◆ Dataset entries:
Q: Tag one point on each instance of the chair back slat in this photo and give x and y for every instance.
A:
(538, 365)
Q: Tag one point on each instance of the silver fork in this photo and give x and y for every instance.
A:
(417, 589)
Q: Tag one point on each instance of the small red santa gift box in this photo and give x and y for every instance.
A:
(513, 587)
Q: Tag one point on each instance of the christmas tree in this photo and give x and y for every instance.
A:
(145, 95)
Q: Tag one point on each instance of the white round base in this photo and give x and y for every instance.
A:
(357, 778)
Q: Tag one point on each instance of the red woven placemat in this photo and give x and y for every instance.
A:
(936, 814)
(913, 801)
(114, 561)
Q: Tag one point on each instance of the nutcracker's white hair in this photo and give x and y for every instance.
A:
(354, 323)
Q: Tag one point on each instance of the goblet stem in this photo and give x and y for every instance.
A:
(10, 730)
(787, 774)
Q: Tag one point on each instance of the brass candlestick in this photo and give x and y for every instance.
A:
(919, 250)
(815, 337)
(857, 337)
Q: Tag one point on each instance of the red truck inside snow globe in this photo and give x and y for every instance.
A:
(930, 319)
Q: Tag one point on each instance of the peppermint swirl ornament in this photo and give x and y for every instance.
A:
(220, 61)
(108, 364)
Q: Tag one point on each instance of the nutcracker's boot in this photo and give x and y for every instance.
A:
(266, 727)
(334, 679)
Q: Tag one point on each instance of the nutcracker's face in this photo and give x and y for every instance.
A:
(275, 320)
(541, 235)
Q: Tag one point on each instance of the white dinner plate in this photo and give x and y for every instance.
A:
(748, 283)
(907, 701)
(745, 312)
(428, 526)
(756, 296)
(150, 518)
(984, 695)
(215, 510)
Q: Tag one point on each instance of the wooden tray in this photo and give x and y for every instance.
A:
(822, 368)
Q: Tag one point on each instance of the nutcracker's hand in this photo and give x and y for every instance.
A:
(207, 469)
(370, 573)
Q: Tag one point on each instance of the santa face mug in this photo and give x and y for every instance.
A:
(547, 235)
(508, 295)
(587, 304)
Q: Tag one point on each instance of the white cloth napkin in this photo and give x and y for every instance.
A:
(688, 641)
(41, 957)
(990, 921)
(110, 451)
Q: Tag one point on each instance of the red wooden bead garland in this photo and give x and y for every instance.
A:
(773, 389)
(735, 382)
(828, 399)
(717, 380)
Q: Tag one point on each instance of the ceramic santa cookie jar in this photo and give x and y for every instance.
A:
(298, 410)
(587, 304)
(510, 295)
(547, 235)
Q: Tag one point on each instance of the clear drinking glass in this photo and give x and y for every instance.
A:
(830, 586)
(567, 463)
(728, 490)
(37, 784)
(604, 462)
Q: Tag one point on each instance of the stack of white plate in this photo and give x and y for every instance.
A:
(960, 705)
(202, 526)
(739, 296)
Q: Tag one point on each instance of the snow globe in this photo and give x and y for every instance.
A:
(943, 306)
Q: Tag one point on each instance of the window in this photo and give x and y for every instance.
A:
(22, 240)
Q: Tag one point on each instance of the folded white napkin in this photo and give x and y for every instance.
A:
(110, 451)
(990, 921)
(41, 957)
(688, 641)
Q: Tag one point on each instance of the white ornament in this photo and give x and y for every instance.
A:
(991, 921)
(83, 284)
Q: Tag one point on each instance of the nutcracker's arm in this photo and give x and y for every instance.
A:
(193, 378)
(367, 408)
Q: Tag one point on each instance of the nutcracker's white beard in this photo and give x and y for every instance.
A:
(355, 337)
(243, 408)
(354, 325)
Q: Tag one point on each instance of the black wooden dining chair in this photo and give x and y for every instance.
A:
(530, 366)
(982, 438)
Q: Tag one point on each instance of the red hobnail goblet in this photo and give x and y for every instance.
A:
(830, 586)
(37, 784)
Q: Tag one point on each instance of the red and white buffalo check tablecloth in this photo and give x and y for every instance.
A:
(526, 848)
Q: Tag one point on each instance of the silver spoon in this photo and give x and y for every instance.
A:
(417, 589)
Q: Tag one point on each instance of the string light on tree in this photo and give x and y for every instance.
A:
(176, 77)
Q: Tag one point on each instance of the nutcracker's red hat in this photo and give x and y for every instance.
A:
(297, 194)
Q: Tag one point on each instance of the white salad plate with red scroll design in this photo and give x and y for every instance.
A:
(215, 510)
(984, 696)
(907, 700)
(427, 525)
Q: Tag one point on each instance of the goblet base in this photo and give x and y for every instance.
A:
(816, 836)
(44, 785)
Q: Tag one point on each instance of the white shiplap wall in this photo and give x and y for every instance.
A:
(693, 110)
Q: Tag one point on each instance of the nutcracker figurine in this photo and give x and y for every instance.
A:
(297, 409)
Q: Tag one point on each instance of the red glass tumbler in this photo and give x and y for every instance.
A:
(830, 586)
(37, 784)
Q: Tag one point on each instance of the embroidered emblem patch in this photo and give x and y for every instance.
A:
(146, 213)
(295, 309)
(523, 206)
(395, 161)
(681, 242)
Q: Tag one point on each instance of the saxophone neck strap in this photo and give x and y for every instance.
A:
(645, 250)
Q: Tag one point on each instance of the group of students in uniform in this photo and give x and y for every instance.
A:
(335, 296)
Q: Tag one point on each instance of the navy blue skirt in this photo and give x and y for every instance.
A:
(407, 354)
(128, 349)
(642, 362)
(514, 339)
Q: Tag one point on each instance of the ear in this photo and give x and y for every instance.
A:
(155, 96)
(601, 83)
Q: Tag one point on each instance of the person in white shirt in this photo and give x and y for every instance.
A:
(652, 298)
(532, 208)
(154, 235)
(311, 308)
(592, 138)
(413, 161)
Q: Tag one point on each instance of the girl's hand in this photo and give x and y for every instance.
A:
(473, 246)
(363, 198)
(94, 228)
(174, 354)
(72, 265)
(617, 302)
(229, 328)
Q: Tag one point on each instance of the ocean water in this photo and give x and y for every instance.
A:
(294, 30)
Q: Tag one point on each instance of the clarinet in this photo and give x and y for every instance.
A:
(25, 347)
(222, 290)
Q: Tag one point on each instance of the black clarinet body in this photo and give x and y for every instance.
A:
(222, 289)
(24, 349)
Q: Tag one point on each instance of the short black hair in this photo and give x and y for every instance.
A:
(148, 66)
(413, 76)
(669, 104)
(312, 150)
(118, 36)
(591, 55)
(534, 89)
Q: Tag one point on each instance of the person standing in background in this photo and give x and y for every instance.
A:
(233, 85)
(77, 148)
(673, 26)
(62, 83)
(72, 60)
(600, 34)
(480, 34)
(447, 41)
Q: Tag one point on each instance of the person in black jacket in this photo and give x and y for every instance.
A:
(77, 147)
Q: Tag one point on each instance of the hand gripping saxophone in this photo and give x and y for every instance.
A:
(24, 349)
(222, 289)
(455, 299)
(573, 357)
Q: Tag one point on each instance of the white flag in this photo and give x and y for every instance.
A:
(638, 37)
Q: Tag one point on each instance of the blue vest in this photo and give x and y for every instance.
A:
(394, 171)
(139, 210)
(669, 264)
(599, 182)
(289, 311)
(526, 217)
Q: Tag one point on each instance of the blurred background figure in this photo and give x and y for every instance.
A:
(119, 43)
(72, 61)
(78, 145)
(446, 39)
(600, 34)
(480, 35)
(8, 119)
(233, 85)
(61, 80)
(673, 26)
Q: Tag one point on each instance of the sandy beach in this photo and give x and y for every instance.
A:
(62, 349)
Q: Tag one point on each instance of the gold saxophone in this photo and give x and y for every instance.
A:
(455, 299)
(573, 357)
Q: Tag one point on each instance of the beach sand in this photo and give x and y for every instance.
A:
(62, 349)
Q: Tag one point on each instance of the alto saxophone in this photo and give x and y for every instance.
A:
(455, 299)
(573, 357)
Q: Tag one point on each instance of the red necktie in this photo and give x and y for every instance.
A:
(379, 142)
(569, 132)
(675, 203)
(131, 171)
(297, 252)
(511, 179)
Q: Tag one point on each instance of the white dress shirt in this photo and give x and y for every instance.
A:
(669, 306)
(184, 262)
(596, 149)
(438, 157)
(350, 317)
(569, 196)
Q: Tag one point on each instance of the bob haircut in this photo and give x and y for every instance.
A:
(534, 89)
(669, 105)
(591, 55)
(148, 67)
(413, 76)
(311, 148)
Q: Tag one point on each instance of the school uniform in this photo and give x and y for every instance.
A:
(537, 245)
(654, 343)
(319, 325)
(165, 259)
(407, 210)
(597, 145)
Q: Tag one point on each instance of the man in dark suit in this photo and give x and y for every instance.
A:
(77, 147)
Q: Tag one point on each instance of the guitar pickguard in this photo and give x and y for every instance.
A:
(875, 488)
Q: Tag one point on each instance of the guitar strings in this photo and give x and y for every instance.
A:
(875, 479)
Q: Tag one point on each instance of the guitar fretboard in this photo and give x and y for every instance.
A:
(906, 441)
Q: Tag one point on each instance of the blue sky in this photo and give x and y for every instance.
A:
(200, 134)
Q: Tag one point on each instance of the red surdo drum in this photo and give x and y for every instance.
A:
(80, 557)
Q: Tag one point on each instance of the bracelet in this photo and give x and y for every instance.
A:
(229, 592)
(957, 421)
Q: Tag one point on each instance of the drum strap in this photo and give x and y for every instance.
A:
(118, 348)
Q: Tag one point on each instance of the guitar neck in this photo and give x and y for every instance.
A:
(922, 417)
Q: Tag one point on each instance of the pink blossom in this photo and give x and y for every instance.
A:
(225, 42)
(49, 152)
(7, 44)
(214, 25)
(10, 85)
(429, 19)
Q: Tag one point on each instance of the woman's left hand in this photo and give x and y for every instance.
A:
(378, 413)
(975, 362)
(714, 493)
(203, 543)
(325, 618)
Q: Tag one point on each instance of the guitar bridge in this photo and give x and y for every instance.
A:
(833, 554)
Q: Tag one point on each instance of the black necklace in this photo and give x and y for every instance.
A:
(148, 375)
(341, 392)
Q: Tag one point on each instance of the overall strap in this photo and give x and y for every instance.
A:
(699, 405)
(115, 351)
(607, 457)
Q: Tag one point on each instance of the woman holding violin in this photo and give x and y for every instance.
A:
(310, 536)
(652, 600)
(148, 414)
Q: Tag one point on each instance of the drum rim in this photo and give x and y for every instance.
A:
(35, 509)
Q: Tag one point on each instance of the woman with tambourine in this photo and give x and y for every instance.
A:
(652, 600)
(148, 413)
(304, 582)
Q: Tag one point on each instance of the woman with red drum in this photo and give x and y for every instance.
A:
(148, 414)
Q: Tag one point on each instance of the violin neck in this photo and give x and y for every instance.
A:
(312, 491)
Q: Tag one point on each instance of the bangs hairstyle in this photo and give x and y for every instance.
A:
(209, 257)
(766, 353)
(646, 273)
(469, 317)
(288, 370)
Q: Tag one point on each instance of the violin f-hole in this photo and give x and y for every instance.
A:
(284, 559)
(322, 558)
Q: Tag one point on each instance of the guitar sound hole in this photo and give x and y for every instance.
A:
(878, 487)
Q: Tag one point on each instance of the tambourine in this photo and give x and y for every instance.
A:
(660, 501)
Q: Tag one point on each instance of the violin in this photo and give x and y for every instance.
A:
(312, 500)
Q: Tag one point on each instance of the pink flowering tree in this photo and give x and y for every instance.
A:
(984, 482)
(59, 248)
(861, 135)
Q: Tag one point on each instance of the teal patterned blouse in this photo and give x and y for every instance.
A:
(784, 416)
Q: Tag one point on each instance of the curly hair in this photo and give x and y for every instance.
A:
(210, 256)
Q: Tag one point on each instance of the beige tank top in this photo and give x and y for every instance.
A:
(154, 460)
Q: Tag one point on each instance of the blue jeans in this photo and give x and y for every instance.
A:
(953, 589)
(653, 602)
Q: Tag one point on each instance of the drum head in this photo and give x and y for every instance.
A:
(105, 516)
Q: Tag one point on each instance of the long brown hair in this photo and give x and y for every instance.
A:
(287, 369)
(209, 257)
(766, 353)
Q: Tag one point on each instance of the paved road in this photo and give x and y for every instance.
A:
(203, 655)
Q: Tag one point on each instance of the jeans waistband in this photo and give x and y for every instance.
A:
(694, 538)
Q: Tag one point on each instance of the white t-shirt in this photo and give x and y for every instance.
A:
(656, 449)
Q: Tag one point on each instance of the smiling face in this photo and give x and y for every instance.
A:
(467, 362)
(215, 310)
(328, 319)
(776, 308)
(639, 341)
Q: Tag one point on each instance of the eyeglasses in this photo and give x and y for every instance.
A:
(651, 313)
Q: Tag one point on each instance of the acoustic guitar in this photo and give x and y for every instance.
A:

◆ Try it:
If a line in the entries above has the word "saxophone", copy it.

◆ Result for this task:
Q: Tag one point on each instance of the saxophone neck strap in this photo and give x and y for every instance.
Q: Tag one point on each instance of the hand gripping saxophone in this photo and give x and y for every instance.
Q: Tag one point on each instance of the gold saxophone in this photo and give x and y for every instance.
Q: Tag one point on each instance of the alto saxophone in this photo and give x and y for every instance.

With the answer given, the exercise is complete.